▶ **Material to process**:

§ §

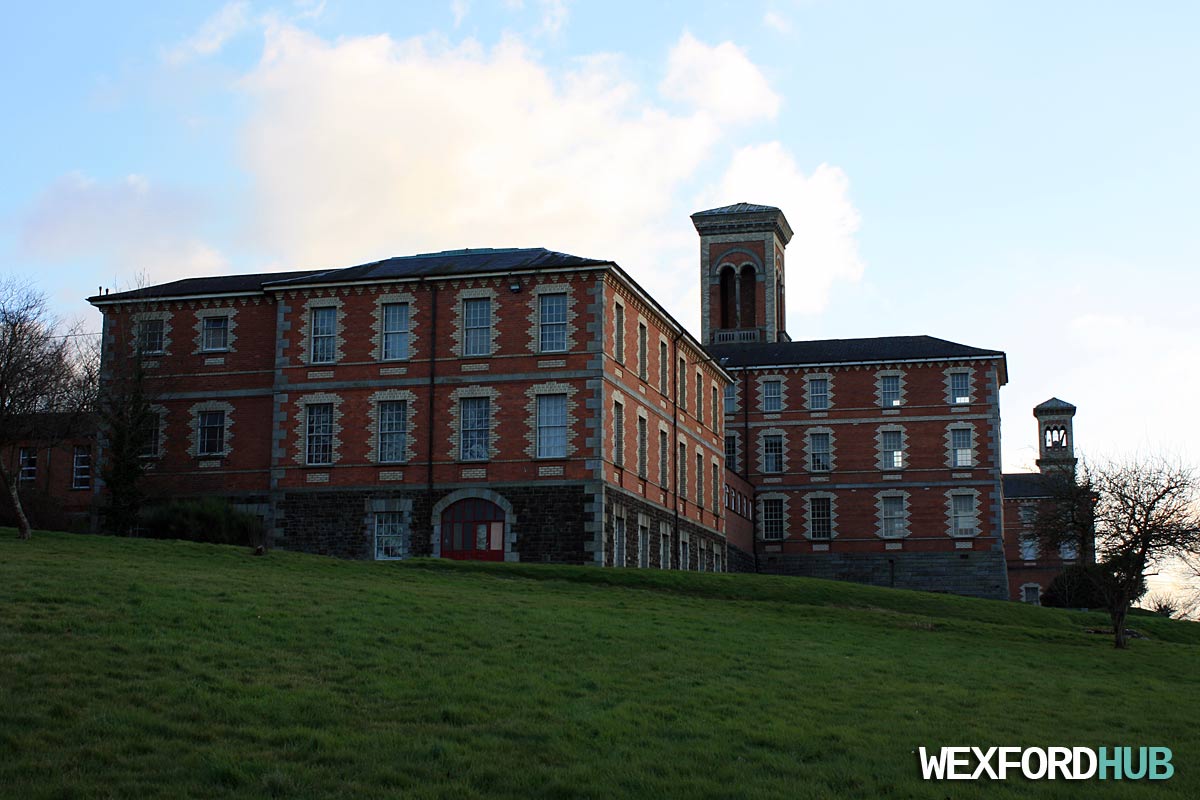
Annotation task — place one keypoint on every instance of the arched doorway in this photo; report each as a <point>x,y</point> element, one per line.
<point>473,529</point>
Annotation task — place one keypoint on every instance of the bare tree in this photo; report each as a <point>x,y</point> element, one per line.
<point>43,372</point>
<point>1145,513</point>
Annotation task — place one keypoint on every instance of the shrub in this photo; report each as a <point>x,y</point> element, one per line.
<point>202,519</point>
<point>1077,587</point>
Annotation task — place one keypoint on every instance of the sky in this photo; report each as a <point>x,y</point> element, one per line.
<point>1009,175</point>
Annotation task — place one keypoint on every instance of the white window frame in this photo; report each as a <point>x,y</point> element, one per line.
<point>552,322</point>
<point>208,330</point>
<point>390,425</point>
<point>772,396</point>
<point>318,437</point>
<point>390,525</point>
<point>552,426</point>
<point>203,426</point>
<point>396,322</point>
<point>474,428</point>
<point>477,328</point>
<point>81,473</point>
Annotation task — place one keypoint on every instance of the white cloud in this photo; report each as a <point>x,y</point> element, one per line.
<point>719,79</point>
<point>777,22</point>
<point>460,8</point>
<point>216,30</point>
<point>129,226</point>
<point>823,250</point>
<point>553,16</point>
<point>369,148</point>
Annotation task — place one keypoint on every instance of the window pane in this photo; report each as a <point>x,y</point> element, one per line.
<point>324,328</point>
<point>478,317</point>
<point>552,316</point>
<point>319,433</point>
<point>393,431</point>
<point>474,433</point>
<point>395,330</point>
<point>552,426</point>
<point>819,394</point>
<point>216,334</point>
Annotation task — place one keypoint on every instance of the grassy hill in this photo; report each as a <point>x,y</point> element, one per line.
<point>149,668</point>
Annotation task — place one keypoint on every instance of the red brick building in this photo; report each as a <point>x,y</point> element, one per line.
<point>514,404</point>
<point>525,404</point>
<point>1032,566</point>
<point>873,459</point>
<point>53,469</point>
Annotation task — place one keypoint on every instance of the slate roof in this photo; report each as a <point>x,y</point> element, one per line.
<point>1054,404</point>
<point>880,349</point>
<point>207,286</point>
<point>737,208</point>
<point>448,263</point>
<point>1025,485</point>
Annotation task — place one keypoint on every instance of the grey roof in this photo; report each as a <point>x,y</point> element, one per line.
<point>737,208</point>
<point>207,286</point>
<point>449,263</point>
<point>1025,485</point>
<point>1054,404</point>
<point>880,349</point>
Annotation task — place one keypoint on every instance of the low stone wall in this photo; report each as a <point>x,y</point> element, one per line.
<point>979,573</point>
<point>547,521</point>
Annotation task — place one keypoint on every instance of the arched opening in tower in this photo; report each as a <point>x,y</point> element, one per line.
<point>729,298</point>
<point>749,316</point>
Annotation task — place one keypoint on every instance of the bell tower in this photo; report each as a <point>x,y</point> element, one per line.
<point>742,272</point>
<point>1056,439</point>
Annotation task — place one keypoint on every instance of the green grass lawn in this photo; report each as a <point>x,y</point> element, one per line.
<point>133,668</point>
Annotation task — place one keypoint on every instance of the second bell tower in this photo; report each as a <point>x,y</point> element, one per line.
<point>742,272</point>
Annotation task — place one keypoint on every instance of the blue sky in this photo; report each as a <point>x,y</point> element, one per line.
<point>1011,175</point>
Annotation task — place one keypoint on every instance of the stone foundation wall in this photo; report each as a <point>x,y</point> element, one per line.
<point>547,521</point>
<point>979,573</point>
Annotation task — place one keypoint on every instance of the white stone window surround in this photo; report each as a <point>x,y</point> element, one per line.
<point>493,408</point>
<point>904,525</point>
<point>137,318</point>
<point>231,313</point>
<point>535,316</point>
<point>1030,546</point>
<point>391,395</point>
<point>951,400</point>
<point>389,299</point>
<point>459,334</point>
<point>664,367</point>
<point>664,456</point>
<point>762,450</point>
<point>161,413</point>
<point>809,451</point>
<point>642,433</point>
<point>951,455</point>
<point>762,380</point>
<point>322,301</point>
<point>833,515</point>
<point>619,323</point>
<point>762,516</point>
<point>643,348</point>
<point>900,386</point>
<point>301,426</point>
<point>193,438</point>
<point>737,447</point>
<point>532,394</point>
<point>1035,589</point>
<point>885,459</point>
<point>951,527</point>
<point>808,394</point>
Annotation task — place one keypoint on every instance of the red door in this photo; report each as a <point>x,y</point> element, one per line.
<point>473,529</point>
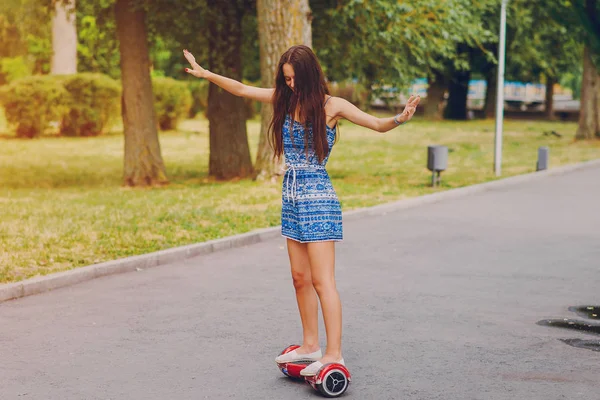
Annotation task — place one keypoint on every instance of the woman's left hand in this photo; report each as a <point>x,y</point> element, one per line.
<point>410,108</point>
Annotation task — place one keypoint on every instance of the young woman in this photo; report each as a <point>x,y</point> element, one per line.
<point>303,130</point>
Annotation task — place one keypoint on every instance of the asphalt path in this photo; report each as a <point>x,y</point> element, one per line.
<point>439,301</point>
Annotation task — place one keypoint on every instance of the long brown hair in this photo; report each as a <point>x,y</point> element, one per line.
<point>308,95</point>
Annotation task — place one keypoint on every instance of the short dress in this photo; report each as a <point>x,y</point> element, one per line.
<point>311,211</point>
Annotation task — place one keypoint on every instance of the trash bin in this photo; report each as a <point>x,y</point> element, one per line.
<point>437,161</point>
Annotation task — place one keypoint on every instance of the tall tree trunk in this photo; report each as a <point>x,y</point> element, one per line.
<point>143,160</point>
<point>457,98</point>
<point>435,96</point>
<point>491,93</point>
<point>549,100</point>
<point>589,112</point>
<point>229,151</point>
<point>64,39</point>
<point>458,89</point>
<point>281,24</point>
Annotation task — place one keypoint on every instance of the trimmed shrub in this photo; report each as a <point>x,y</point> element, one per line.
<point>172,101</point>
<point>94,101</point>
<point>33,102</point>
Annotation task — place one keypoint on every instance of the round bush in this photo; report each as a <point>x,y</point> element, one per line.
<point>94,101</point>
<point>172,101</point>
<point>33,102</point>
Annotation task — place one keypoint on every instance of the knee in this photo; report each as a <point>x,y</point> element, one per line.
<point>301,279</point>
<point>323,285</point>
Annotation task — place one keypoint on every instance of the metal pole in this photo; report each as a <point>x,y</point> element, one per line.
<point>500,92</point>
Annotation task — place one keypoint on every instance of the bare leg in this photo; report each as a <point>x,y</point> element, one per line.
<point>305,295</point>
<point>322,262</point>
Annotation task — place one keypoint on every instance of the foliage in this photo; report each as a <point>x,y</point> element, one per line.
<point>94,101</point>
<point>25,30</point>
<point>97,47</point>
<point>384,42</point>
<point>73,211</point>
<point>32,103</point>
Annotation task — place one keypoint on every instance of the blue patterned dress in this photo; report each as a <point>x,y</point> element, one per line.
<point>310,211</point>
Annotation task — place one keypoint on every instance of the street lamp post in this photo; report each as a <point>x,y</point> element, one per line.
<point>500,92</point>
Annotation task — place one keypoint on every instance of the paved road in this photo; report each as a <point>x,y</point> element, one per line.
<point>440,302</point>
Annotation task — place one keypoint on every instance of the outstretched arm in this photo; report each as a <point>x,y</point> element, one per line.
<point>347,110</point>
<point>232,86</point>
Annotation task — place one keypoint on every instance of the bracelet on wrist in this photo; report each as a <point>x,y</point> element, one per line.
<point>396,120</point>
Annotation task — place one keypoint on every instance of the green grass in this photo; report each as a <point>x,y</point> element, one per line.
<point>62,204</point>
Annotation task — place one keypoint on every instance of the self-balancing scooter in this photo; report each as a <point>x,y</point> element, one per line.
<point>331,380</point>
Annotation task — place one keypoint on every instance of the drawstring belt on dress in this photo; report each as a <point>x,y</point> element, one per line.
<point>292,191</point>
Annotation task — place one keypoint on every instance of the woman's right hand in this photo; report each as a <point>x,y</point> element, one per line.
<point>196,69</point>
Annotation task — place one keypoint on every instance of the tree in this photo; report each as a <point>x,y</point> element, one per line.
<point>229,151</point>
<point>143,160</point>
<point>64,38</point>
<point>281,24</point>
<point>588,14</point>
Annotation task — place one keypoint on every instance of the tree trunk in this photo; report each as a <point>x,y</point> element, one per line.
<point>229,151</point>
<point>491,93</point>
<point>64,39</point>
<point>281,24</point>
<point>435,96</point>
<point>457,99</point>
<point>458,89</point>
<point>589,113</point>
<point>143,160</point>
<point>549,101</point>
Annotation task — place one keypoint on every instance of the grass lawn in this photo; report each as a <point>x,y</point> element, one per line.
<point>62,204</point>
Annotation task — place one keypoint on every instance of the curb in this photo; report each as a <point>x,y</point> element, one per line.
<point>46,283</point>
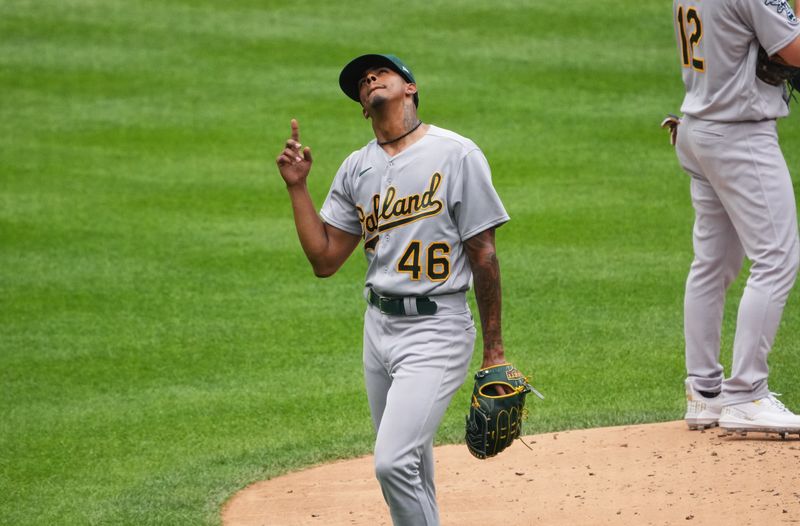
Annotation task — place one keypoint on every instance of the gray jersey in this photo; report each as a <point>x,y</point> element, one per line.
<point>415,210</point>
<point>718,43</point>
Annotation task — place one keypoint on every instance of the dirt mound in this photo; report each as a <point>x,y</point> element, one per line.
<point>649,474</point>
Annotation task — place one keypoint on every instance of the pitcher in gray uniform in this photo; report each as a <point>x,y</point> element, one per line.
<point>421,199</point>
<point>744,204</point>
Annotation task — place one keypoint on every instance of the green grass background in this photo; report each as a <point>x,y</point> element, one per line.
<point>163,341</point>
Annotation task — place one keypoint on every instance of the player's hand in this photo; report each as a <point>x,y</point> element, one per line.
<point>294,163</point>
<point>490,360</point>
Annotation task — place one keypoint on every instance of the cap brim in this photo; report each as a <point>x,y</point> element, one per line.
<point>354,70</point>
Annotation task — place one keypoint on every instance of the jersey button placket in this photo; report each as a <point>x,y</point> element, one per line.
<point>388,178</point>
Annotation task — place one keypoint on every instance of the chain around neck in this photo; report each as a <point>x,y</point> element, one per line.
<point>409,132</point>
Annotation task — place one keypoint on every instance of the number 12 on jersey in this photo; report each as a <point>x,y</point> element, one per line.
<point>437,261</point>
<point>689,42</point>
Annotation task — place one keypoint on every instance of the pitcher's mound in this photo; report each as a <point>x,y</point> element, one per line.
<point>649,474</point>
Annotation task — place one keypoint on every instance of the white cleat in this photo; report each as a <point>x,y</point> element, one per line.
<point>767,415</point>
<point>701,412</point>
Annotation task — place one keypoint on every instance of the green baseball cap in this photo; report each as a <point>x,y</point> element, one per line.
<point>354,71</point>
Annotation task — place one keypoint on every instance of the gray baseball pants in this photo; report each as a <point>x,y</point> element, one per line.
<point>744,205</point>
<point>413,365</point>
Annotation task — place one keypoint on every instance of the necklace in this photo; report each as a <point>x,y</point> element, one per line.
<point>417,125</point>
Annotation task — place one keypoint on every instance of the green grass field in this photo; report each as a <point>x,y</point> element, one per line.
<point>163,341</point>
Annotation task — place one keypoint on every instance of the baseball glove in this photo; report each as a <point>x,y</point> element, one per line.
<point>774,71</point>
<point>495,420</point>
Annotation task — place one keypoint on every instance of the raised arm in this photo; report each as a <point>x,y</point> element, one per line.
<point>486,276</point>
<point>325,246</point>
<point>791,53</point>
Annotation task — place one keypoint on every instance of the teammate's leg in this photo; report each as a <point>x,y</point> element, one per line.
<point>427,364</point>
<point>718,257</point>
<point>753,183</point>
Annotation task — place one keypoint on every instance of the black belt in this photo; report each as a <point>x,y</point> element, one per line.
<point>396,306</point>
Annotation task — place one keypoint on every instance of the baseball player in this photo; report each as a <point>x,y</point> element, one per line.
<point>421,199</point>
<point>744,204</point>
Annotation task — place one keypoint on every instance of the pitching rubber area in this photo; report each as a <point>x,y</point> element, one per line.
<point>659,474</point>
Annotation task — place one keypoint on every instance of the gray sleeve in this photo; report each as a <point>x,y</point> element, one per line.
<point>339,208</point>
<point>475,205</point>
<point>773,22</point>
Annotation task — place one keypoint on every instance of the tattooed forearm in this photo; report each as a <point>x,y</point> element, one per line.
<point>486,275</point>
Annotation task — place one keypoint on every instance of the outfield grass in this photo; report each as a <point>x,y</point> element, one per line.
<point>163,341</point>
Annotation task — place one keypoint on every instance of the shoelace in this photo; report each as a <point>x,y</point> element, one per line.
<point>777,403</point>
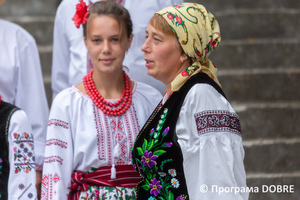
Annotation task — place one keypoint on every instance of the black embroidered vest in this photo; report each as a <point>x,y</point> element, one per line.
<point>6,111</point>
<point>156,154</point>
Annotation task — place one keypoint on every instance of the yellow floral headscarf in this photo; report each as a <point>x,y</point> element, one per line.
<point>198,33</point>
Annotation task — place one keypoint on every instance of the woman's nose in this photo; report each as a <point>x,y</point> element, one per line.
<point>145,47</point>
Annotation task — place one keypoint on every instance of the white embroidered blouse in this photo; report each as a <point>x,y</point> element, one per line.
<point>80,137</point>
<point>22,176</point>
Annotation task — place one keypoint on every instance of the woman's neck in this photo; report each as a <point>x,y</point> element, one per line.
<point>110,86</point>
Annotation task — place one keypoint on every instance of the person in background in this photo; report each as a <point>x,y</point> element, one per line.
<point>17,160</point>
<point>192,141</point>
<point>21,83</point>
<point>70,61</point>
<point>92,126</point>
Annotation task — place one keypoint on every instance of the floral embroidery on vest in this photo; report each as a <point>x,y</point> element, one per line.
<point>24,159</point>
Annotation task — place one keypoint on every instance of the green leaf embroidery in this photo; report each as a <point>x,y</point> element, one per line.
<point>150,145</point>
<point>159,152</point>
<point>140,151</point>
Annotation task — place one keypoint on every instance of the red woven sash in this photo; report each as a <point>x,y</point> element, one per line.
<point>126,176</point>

§ §

▶ **Aim of the task**:
Edit the material from the line with "the bare tree" to the line with "<point>1009,175</point>", both ends included, changing "shrub" to "bush" and leaving everything else unchanged. Give back only those lines.

▶ **Expected output**:
Annotation task — place one keypoint on every instance of the bare tree in this photo; report each as a <point>x,y</point> element, one per line.
<point>43,372</point>
<point>1145,513</point>
Annotation task — place one keypoint on every instance of the bush in this photo; report each as a <point>x,y</point> element, one per line.
<point>202,519</point>
<point>1077,587</point>
Annotation task — place one keypoint on every instance of the sky in this photo; report each as a <point>x,y</point> element, one per line.
<point>1009,175</point>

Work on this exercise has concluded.